§ EXERCISE GOAL:
Type out the data again. Keep every line exactly the same.

(Source data)
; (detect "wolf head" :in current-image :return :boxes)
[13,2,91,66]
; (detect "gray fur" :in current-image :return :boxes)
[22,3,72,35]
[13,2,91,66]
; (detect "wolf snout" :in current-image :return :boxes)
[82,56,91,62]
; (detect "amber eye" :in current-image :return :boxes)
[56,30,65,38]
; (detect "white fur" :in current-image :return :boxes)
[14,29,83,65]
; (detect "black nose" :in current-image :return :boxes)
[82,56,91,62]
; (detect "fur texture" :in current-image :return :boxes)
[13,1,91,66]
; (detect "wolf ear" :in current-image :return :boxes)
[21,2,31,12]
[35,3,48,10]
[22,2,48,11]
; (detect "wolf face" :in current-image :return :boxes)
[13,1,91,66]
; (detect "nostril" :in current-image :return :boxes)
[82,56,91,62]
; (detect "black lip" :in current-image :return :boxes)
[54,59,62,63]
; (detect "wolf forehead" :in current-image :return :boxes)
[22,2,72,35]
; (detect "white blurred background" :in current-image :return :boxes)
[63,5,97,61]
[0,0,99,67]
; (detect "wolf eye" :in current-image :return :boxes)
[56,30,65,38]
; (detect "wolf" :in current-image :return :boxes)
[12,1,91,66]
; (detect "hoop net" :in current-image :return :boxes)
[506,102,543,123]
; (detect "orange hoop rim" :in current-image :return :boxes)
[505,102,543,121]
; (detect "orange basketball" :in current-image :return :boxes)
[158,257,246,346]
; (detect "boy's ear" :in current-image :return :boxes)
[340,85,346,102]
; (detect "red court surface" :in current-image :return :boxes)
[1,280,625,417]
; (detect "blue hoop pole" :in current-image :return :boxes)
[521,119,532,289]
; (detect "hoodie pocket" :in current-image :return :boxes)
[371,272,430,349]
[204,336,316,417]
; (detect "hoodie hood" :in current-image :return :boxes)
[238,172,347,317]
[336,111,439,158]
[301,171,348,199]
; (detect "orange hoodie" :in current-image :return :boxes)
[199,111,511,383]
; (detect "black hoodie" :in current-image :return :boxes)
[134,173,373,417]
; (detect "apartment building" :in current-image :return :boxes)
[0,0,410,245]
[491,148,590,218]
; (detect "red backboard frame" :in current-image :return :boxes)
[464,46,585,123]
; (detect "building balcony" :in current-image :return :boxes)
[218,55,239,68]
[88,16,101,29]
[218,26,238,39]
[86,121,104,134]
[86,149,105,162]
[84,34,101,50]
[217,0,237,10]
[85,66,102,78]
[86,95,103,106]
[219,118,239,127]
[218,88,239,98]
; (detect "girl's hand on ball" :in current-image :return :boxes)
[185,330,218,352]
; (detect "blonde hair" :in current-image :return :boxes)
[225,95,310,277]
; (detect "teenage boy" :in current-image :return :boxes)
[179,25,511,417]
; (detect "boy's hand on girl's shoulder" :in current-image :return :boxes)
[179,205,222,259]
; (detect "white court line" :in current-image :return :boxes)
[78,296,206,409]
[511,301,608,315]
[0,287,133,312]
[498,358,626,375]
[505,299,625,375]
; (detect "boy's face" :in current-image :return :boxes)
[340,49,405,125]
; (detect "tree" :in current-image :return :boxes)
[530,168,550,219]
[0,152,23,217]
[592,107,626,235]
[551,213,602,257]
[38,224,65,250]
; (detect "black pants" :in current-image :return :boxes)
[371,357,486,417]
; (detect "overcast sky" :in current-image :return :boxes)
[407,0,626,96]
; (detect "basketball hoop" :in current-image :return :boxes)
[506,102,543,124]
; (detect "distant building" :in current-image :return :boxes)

§ OUTPUT:
; (detect "wolf head" :in current-image :return :boxes)
[13,2,91,66]
; (detect "gray fur" :in current-image :return :boxes)
[22,3,72,35]
[13,2,91,66]
; (detect "wolf snout" :in current-image :return :boxes)
[82,56,91,62]
; (detect "amber eye" :in current-image :return :boxes)
[56,30,65,38]
; (detect "white fur" :in current-image :return :boxes)
[14,29,83,65]
; (detect "black nose" :in current-image :return :boxes)
[82,56,91,62]
; (detect "fur texture" :in current-image :return :boxes)
[13,1,91,66]
; (detect "wolf ear" :in current-image :return :boxes)
[21,2,31,12]
[35,3,48,10]
[22,2,48,11]
; (detect "wolf face" :in current-image :return :boxes)
[13,1,91,66]
; (detect "nostril" :in current-image :return :boxes)
[82,56,91,62]
; (detect "black lip" :in current-image :return :boxes)
[54,59,62,63]
; (detect "wolf forehead" :in current-image :return :boxes)
[22,2,72,35]
; (detect "white blurred background" :in current-image :return :boxes)
[63,5,97,61]
[0,0,99,67]
; (detect "wolf eye" :in current-image :return :boxes)
[56,30,65,38]
; (detect "wolf" :in current-image :return :boxes)
[12,1,91,66]
; (detect "hoop net" :in current-image :return :boxes)
[506,102,543,123]
; (detect "orange hoop rim" :in current-image :return :boxes)
[505,102,543,121]
; (detect "orange basketball" :in current-image :return :boxes)
[158,257,246,346]
; (detect "boy's ear" :in current-image :return :boxes)
[340,85,346,102]
; (detect "red court surface" :in current-image :return :boxes)
[1,280,625,417]
; (detect "blue hoop pole" :in current-image :return :boxes)
[521,119,532,289]
; (detect "hoodie pocket" :in current-image :return :boxes)
[371,272,430,349]
[204,336,316,417]
; (detect "hoodie hood" :in current-image :return :boxes)
[238,172,347,317]
[336,111,439,158]
[301,171,348,199]
; (detect "orange hoodie" :in current-image :return :boxes)
[199,111,511,383]
; (detect "black hoodie" :in current-image :return :boxes)
[134,173,373,417]
; (detect "apartment building" :in current-image :return :boxes)
[0,0,410,245]
[491,148,590,218]
; (detect "red backboard frame" :in current-image :return :boxes)
[464,46,585,123]
; (detect "building balcony" :in current-image :return :boxes)
[218,55,239,68]
[88,16,101,29]
[218,26,238,39]
[86,121,104,134]
[86,149,105,162]
[84,34,101,50]
[217,0,237,10]
[85,66,102,78]
[86,95,103,106]
[219,118,239,127]
[218,88,239,98]
; (detect "girl's hand on ball" :in current-image :return :boxes)
[185,330,218,352]
; (detect "blonde hair" :in current-image :return :boxes)
[225,95,310,277]
; (detect "teenage boy" :in current-image :return :boxes)
[179,25,511,417]
; (detect "boy's hand on girl's shoulder" :in current-image :return :boxes)
[179,205,222,259]
; (detect "white court line" :in current-image :return :boxes)
[78,296,206,409]
[511,301,608,315]
[0,287,133,312]
[498,358,626,375]
[505,299,625,375]
; (detect "boy's face" :in current-image :return :boxes)
[340,49,405,125]
; (detect "tree" :in current-image :return :boxes)
[530,168,550,219]
[0,152,23,217]
[592,107,626,235]
[551,213,602,257]
[38,224,65,250]
; (detect "black pants" :in current-image :return :boxes)
[371,357,486,417]
; (detect "overcast sky" :in current-image :return :boxes)
[407,0,626,96]
; (detect "basketball hoop" :in current-image :return :boxes)
[506,102,543,124]
; (detect "distant building" :in current-image :return :boxes)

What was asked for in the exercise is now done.